— Task requirements —
Render the listing below as a Markdown table with the columns Row and Line. Give every line its own numbered row and leave out any blank lines.
* begin Material for the task *
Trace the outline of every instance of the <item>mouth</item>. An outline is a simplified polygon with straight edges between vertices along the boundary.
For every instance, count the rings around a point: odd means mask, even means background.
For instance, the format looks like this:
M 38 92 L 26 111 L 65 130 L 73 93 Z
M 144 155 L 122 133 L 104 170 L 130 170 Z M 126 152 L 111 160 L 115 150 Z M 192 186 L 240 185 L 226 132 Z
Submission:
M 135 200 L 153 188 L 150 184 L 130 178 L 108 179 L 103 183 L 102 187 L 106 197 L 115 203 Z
* end Material for the task *
— Result of the task —
| Row | Line |
|---|---|
| 1 | Trace the outline of every instance of the <item>mouth</item>. An outline is a simplified polygon with straight edges between vertices along the boundary. |
| 2 | For every instance, count the rings around a point: odd means mask, even means background. |
| 3 | For instance, the format looks like this: |
| 4 | M 38 92 L 26 111 L 65 130 L 73 93 Z |
| 5 | M 144 155 L 122 133 L 104 170 L 130 170 Z M 126 152 L 111 160 L 115 150 Z M 192 186 L 240 185 L 226 132 Z |
| 6 | Submission: |
| 7 | M 135 200 L 153 188 L 150 184 L 130 178 L 108 179 L 103 183 L 102 187 L 106 197 L 115 203 Z |